*WHAT THIS TASK INVOLVES*. A single number is expected: the count of lines below where the word "village" occurs.

*Image-grounded pointing data*.
- - - -

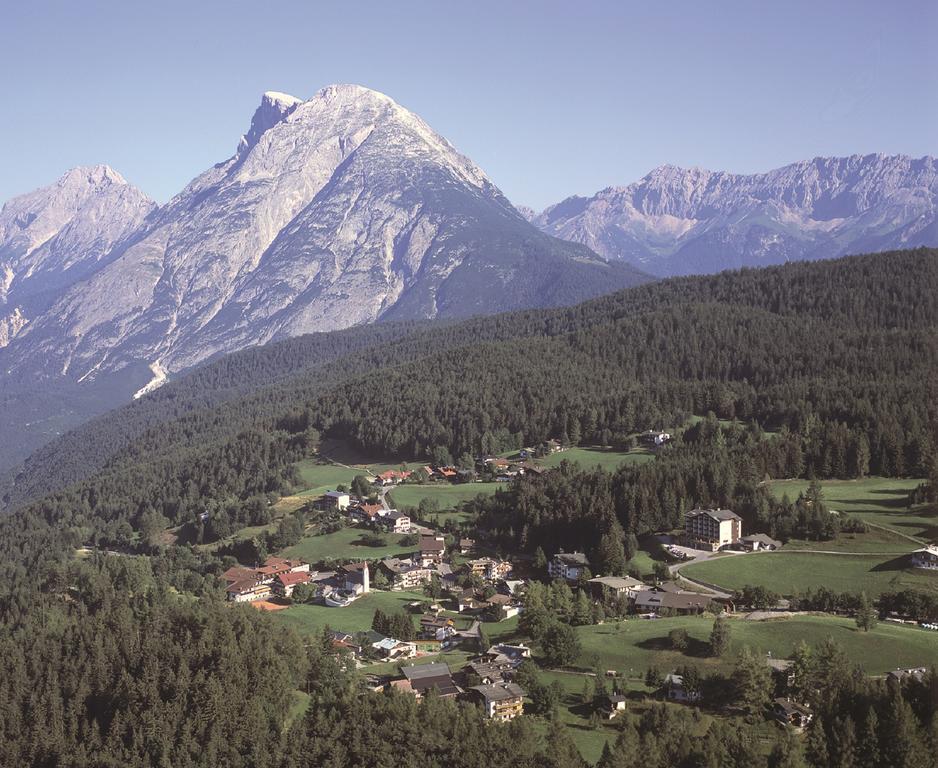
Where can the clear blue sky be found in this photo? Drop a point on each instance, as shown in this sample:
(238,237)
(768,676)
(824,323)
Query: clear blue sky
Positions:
(550,98)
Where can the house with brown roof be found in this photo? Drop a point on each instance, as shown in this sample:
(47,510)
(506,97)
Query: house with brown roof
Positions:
(712,529)
(788,712)
(432,549)
(501,701)
(425,677)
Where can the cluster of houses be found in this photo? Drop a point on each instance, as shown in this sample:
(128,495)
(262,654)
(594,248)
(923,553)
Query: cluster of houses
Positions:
(486,680)
(279,577)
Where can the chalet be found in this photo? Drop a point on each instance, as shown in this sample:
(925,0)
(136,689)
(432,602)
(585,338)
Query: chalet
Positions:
(502,607)
(674,690)
(391,649)
(336,500)
(247,591)
(395,522)
(486,672)
(436,628)
(567,565)
(355,578)
(654,439)
(404,574)
(613,704)
(501,701)
(759,542)
(490,569)
(912,673)
(677,603)
(366,513)
(432,549)
(285,583)
(506,655)
(393,477)
(616,586)
(792,713)
(425,677)
(712,529)
(926,557)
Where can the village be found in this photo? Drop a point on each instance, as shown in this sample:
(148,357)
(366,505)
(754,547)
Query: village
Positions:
(465,592)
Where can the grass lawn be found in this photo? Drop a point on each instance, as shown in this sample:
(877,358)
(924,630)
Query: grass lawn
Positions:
(790,572)
(607,458)
(343,545)
(310,619)
(446,495)
(880,500)
(632,646)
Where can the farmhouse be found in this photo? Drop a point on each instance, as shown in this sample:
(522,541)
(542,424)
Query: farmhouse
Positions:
(792,713)
(501,701)
(336,500)
(404,574)
(926,557)
(675,690)
(431,550)
(395,522)
(285,583)
(567,565)
(712,529)
(677,603)
(424,677)
(616,586)
(756,542)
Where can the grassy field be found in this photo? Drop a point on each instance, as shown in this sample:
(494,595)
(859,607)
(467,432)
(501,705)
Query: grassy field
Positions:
(446,495)
(790,572)
(632,646)
(880,500)
(345,544)
(607,458)
(357,617)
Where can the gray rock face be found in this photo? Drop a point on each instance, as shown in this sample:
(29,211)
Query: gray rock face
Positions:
(681,221)
(335,211)
(56,236)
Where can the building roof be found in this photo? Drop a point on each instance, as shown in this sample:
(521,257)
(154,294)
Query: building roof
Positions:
(293,578)
(499,691)
(572,558)
(717,514)
(617,582)
(432,544)
(651,598)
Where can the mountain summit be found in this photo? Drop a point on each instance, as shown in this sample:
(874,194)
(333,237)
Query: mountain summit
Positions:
(336,211)
(689,220)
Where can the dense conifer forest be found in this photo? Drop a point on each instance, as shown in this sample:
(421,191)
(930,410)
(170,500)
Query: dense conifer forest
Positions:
(827,370)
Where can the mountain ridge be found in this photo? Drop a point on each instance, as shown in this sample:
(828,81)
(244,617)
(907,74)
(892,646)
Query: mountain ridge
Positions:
(692,220)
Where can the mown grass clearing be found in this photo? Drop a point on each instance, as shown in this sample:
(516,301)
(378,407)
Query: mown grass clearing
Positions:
(345,544)
(790,572)
(632,646)
(607,458)
(447,496)
(880,500)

- - - -

*RESPONSE FOR THIS EXERCISE*. 2